SOURCE EXTRACT:
------------------------------------------------------------

Local-loop competition remains cost-driven
Fiber-optic technologies, applications and products for the local loop compete in a challenging marketplace where economics represents the ultimate arbiter
ray mcdevitt
ericsson raynet
Because of technology, application and product developments, several emerging trends are likely to shape the use of fiber optics in the local loop. Although fiber is not likely to find its way into the home anytime soon because of unfavorable cost factors, new technologies and new partnerships are beginning to reshape the telecommunications loop distribution system.
The new economical models go beyond telephone companies and cable-TV providers that are entering each others` businesses. Carriers are becoming content providers, for example, as they form consortia with programming companies, and such interexchange carriers as AT&T, MCI and Sprint are bypassing the regional Bell operating companies and making deals with local cable-TV operators to combine video and telephony in local service areas. And perhaps most important, state and federal regulators are beginning to make the changes needed to open up competition without lowering quality and limiting access to the present distribution system.
Where regulation lags, however, communications companies are making their own rules. US West and other regional Bell operating companies, for instance, which are still restrained by old regulatory shackles from delivering local video services, are leapfrogging into joint ventures with cable companies outside their service areas.

------------------------------------------------------------

THE INPUT:

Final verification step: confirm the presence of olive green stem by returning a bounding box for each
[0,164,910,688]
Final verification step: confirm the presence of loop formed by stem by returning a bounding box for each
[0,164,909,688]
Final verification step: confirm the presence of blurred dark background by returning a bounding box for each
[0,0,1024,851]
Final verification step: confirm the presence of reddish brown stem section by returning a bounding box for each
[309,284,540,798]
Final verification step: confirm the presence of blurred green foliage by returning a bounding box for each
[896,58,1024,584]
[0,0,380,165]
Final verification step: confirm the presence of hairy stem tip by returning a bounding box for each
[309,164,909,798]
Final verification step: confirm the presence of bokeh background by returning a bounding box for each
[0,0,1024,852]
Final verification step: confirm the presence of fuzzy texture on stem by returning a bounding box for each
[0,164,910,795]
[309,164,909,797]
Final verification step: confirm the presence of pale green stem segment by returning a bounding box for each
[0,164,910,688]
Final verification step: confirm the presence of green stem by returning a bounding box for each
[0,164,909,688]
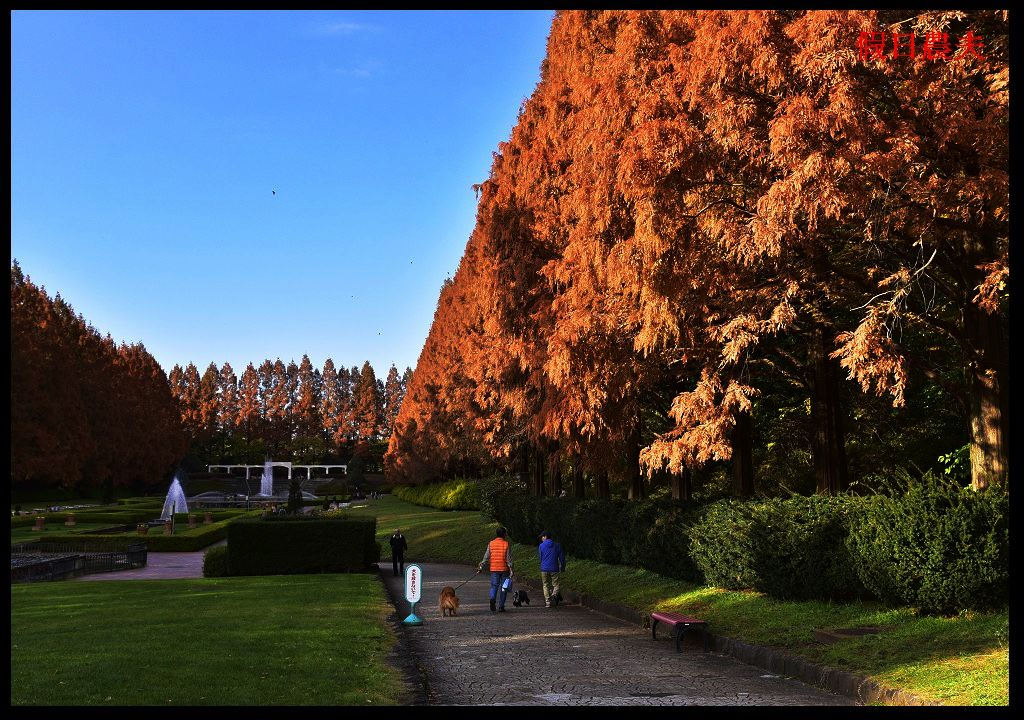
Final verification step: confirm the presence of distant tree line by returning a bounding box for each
[10,260,185,497]
[385,10,1010,499]
[168,355,413,470]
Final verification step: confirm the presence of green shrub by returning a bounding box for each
[203,545,227,578]
[848,473,1010,615]
[491,493,700,580]
[392,479,480,510]
[476,475,528,520]
[690,496,866,600]
[227,515,380,576]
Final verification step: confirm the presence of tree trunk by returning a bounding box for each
[551,453,562,498]
[534,448,545,497]
[626,430,643,500]
[518,442,529,488]
[732,413,754,498]
[965,302,1010,490]
[572,455,587,498]
[809,326,849,495]
[672,467,693,501]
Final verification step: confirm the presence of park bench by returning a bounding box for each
[650,612,708,652]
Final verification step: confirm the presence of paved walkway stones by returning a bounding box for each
[381,563,856,706]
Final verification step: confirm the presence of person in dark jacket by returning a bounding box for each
[389,530,409,578]
[537,531,565,607]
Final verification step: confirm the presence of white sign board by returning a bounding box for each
[406,565,423,602]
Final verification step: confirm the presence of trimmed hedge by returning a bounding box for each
[480,475,1010,615]
[203,545,227,578]
[849,474,1010,615]
[227,515,380,576]
[690,496,867,600]
[391,479,480,510]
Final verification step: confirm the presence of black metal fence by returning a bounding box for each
[10,543,146,583]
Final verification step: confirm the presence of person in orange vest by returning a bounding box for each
[476,527,513,612]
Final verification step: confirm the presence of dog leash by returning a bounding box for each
[454,573,479,590]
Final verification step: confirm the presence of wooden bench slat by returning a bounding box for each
[650,612,707,625]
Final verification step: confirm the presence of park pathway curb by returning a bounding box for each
[516,580,942,707]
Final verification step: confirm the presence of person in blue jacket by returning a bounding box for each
[537,531,565,607]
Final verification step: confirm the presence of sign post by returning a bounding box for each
[401,565,423,625]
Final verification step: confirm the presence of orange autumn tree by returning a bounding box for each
[389,11,1009,497]
[10,261,184,496]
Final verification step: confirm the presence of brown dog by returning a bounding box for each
[438,585,459,618]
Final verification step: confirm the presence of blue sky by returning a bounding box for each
[11,11,553,374]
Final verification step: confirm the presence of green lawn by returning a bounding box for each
[353,496,1010,705]
[10,574,409,706]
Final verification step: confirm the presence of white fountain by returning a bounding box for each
[160,470,188,520]
[259,460,273,498]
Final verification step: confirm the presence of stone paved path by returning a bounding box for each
[380,562,856,706]
[72,540,227,582]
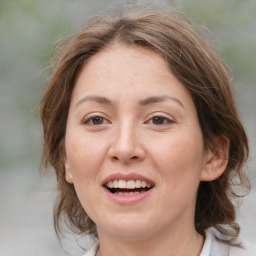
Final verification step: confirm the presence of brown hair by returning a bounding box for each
[41,6,249,240]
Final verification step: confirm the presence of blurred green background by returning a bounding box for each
[0,0,256,256]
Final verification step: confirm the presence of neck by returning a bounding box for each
[99,226,204,256]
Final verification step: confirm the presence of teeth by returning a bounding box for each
[113,180,118,188]
[118,180,127,188]
[115,191,141,196]
[135,180,141,188]
[107,180,152,189]
[126,180,135,189]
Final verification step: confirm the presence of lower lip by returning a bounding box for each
[103,187,154,205]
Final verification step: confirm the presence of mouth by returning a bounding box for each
[104,180,154,196]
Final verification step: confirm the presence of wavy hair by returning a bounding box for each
[40,6,250,243]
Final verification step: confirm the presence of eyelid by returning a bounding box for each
[81,113,111,126]
[145,113,176,126]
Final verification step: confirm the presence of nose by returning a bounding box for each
[109,122,145,164]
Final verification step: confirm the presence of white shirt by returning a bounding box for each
[83,230,256,256]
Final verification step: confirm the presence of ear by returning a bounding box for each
[64,157,73,184]
[201,135,230,181]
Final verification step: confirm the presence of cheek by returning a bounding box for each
[66,136,103,179]
[152,135,203,181]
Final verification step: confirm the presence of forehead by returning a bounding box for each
[72,45,193,111]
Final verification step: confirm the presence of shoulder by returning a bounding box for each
[83,244,99,256]
[229,242,256,256]
[200,230,256,256]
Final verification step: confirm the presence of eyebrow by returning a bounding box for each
[76,95,112,107]
[139,95,185,108]
[76,95,185,108]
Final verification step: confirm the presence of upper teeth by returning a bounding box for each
[107,180,152,189]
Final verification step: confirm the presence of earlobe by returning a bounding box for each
[201,135,229,181]
[64,158,73,184]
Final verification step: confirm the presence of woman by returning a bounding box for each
[41,6,252,256]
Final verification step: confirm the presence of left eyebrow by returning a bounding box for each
[139,95,185,108]
[76,95,112,107]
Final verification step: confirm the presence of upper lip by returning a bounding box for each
[102,173,155,186]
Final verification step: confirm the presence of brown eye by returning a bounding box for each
[91,116,104,125]
[83,116,108,125]
[152,116,167,125]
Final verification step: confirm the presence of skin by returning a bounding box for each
[65,45,228,256]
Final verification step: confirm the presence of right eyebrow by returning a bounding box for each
[75,95,112,107]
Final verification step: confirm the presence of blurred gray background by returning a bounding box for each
[0,0,256,256]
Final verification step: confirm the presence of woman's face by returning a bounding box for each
[65,45,210,240]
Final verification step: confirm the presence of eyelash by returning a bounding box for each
[82,115,108,126]
[82,114,174,126]
[146,115,174,126]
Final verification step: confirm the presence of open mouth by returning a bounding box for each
[104,180,154,196]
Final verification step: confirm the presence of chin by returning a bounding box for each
[97,215,157,241]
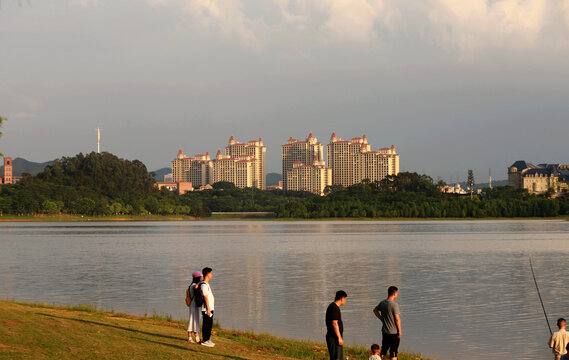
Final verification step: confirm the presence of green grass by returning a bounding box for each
[0,300,425,360]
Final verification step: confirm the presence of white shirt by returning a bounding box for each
[200,282,215,311]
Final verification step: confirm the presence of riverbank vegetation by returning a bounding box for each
[0,153,569,220]
[275,173,569,218]
[0,301,424,360]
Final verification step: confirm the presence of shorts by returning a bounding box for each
[380,334,401,358]
[326,336,344,360]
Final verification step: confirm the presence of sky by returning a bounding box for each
[0,0,569,183]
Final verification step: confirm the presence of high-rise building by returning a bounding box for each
[213,150,258,188]
[283,155,332,195]
[281,133,324,190]
[172,149,213,187]
[327,133,399,186]
[224,135,267,190]
[0,157,14,184]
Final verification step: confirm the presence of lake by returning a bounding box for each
[0,220,569,360]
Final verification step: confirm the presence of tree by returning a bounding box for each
[467,170,474,200]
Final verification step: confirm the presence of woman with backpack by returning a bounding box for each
[186,271,203,343]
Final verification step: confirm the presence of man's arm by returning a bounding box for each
[395,314,403,339]
[332,320,344,346]
[373,306,383,322]
[373,306,383,322]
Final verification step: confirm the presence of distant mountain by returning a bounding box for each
[267,173,283,186]
[150,168,172,181]
[0,158,53,176]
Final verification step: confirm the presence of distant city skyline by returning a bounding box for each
[0,0,569,183]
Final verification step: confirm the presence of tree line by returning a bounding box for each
[0,152,569,219]
[275,172,569,219]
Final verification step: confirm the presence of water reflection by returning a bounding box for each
[0,221,569,359]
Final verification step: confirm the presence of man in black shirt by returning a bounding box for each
[326,290,348,360]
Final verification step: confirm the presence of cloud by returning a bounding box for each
[134,0,569,54]
[11,111,38,119]
[429,0,547,53]
[147,0,264,49]
[323,0,383,43]
[67,0,100,7]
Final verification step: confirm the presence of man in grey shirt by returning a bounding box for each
[373,286,402,360]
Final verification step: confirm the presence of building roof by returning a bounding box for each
[510,160,538,171]
[524,168,553,176]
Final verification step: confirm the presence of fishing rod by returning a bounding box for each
[529,255,553,335]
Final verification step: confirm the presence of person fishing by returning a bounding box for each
[549,318,569,360]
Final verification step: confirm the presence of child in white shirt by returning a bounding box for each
[368,344,381,360]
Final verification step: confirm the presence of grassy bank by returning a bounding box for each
[0,300,425,360]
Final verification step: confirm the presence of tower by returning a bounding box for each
[4,157,13,184]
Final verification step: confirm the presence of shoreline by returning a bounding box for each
[0,212,569,223]
[0,300,428,360]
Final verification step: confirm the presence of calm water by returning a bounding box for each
[0,221,569,359]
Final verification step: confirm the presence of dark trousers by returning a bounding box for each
[326,336,344,360]
[202,311,213,342]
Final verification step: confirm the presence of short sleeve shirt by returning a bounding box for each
[376,299,399,334]
[326,302,344,337]
[200,282,215,311]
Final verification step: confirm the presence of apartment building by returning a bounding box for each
[281,133,324,190]
[283,155,332,195]
[326,132,399,186]
[172,149,213,187]
[213,150,258,188]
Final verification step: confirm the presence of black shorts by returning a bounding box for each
[380,334,401,358]
[326,336,344,360]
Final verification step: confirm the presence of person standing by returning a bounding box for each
[199,267,215,347]
[373,286,403,360]
[326,290,348,360]
[188,271,203,343]
[549,318,569,360]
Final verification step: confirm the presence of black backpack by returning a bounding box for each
[192,282,205,307]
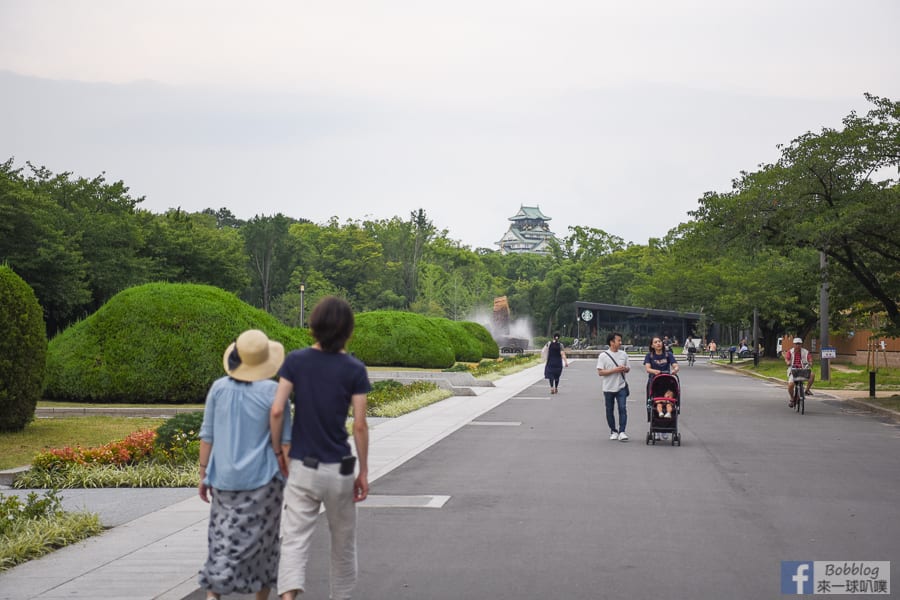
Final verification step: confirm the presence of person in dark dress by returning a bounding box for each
[544,333,569,394]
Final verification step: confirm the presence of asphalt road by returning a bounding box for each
[230,360,900,600]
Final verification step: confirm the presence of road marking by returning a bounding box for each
[359,494,450,508]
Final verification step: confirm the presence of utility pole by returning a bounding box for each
[300,283,306,328]
[819,251,831,381]
[750,308,759,367]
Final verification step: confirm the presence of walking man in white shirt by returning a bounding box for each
[597,332,631,442]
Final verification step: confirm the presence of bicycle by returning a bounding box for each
[791,367,811,415]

------------------------------------------------------------

COMPLETE THE FOLLOWING:
a - Extract each line of the entries that contains the string "road".
b - Carry on the article about fiber optics in the local loop, starting after its final sentence.

RESULTS:
a -
Final verification step: confirm the presence of asphalt road by returning a bounding box for each
Final verification step: confirm the presence of road marking by returning a bounding box for each

b -
From the perspective of pioneer fiber-optic equipment and software vendors, all these trends present a challenging marketplace whose principal hallmark is uncertainty. And although technology continues to evolve, an important key to the future rests in the hands of the regulators, and in particular, the reformulation of national telecommunications policy.
This year and next, meaningful deployments of video-on-demand and various interactive video trials will be implemented. These trials will test a variety of services and architectures that have different capabilities and costs. Hundreds of thousands of homes will be passed to obtain adequate data on demographics, ability to pay and preferred services. Even as systems are deployed, this experimentation is expected to continue as service providers try out different approaches simultaneously. Some may deploy switched-digital video inside their primary service region and hybrid fiber/coaxial cable in joint ventures elsewhere, for example, depending on differences in existing distribution networks.
Costs vs. benefits will remain the ultimate arbiter, however. In the access loop, there will always be an emphasis on total installed first cost. As is often the case, that means the best technology from an engineering purist standpoint may not be the ultimate winner. On the other hand, this is a competition in which many winners may share an expanding network market.
Fiber inroads
In the second half of the 1980s, fiber made serious inroads into telephone network systems. The first large-scale deployment was fiber in the loop, which connected telephone service areas with their central switches. From the standpoint of fiber vendors, the goal was to eventually push optical fiber into the home, thereby displacing the vast installed bases of copper and--in the case of cable TV--coaxial-cable drops.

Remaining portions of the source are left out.